INSTRUCTIONS TO FOLLOW: Rewrite the part of the records below that opens with the line containing "of the green" and runs through the end, keeping the requests. Shift every coordinate in the answers by adding 68 to each number.

INPUT DATA:

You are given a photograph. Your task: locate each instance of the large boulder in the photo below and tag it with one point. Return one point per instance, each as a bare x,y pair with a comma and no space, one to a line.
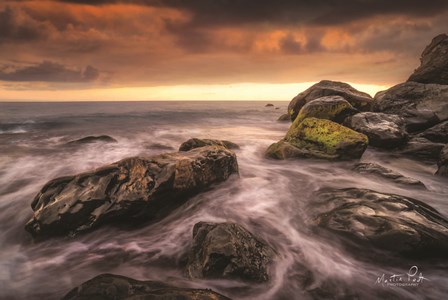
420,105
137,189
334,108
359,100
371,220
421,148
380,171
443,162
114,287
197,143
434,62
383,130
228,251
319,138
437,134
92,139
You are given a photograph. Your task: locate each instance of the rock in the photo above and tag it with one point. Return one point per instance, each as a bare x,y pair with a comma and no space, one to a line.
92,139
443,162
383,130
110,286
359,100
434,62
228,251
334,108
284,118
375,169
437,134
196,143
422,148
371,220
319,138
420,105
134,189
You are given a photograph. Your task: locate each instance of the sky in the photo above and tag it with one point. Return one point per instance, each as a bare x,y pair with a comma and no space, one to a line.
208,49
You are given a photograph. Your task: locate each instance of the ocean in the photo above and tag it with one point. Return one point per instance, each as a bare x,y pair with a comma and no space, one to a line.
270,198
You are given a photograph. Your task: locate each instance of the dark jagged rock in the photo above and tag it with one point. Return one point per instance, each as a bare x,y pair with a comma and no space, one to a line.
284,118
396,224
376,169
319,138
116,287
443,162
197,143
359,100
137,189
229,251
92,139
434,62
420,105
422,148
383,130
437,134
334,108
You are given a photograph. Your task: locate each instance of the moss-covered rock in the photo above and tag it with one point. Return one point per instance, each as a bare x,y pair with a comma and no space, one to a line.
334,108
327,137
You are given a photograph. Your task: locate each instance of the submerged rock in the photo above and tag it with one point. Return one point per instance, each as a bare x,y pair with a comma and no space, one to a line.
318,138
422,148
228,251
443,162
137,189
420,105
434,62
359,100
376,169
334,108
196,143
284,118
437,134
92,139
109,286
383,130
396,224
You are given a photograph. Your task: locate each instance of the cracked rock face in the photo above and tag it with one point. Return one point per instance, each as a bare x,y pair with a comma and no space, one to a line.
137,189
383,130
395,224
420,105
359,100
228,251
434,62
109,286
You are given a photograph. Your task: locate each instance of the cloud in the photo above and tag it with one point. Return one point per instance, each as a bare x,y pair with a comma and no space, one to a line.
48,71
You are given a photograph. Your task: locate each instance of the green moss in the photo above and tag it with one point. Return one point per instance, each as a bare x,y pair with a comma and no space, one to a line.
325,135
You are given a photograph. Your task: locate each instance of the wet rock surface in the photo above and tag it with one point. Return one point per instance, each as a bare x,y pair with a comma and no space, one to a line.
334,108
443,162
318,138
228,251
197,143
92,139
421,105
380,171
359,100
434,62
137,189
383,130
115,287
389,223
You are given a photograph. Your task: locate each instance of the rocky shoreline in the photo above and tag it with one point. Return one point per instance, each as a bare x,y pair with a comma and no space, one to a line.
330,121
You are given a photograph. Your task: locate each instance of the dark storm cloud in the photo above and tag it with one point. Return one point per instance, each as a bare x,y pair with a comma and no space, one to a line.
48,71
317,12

THE OUTPUT:
You are given a photograph. Your task: locate each instance of the green moss in the photo above and tag it with one point. Return one point per instance, each as a bare x,y pair with a comma and no space, one to a line.
393,203
You are given a photograph. Your task: locate each instance of the wet rock surface in the photo above and tag it with one point. Return one point per instance, each as a bare x,y pair with a comma and no space, one to a line.
402,176
511,230
386,206
296,319
265,211
160,207
489,173
448,239
427,168
502,130
205,257
451,198
183,355
457,291
You are given a photograph. Your task: locate each instance of the rocky shoreline in the photo above and tag it with one point. Return one point per instance, each as a bare x,y pair with a comma and no space, one to a line.
398,189
You are given a photograph. Your task: locate each instance of the dark storm cloud in the photo above and tag it with one point. Return one point per instance, each as a bare x,y pair with a comma and no space, one to a line.
116,139
385,80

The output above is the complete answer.